→ WORK INSTRUCTIONS: Copy the stretch from the row containing "Indicate the oil" through the end of the rows, swapping "pan" for "skillet" and leaving everything else unchanged.

→ RECORDS PROVIDED:
* START *

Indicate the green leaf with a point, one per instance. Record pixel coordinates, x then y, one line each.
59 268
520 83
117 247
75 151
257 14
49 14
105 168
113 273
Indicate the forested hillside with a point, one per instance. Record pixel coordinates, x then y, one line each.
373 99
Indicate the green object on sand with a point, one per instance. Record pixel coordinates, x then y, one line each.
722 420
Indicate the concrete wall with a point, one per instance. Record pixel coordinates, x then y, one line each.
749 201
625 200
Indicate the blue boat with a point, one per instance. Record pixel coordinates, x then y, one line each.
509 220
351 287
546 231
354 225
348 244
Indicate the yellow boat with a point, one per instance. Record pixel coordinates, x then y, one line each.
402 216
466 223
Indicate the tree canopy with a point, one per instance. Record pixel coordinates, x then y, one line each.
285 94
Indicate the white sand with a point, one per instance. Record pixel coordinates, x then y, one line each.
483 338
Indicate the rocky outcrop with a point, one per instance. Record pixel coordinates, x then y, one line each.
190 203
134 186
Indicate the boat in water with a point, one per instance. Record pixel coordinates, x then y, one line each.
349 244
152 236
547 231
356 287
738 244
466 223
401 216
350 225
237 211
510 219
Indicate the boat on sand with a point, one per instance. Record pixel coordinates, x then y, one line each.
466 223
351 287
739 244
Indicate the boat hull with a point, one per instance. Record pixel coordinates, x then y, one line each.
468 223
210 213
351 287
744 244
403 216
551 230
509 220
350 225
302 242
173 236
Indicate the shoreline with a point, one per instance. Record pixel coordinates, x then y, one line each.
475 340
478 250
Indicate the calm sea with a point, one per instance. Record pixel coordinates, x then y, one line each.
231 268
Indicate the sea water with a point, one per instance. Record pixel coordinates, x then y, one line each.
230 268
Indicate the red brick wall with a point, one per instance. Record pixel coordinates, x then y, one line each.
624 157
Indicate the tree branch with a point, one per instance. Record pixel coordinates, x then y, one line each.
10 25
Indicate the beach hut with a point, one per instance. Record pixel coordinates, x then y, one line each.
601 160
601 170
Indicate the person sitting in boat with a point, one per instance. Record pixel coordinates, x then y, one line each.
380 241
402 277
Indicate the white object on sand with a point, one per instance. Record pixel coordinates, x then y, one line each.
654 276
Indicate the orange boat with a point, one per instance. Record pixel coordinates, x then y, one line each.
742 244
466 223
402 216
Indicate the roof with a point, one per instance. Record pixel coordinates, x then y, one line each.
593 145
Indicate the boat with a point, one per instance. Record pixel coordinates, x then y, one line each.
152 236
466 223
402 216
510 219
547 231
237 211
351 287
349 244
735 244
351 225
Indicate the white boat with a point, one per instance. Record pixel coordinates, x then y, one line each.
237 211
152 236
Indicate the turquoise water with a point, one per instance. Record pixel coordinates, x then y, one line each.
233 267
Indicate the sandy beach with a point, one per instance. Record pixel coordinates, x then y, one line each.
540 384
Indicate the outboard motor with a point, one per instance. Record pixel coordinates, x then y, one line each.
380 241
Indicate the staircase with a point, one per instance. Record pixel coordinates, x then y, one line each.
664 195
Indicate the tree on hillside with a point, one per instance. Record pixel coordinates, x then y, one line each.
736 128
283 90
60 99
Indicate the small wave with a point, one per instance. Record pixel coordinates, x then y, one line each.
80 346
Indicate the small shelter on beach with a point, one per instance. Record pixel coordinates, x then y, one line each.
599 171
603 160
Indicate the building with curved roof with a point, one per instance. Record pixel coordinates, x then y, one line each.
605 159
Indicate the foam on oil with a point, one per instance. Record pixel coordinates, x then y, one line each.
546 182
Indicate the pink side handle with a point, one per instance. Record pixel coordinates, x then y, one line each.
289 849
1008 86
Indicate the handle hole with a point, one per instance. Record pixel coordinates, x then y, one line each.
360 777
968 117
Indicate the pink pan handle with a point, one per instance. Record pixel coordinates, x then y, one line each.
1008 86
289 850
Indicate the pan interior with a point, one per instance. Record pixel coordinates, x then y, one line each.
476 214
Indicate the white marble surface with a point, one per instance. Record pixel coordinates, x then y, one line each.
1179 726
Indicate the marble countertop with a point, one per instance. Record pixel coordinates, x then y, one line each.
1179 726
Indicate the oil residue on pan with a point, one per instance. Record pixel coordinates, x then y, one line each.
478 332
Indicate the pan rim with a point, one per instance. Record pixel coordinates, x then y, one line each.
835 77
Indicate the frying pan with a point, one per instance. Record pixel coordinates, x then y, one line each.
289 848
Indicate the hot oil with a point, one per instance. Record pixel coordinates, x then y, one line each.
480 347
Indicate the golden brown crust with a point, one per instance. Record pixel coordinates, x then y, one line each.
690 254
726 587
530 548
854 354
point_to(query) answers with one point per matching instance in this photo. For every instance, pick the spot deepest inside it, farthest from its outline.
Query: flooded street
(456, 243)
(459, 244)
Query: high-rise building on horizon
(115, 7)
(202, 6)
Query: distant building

* END *

→ TASK RESPONSE:
Indicate the oil residue on skillet with a point, one per instance. Record pixel coordinates, x then y, one line each.
478 332
Indicate the skillet rim with a point, one per instance. Record pixel coordinates, x then y, one line each.
835 77
Indicate the frying skillet with a point, one per instance. Record pixel coordinates, x then y, one line each.
289 848
Indicate the hot oil with a point, one per instance. Record pixel coordinates, x then y, one line each.
480 347
Indicate the golden brown crust with a point, one per instance. Record pixel coordinates, x then y, one line each.
690 254
726 587
530 548
854 354
point_to(query) answers with one point per matching instance in this photo. For every instance, pick the spot deepest inside it, farthest from its outline.
Query: flooded street
(456, 243)
(459, 244)
Query: high-rise building on horizon
(115, 7)
(202, 6)
Query: distant building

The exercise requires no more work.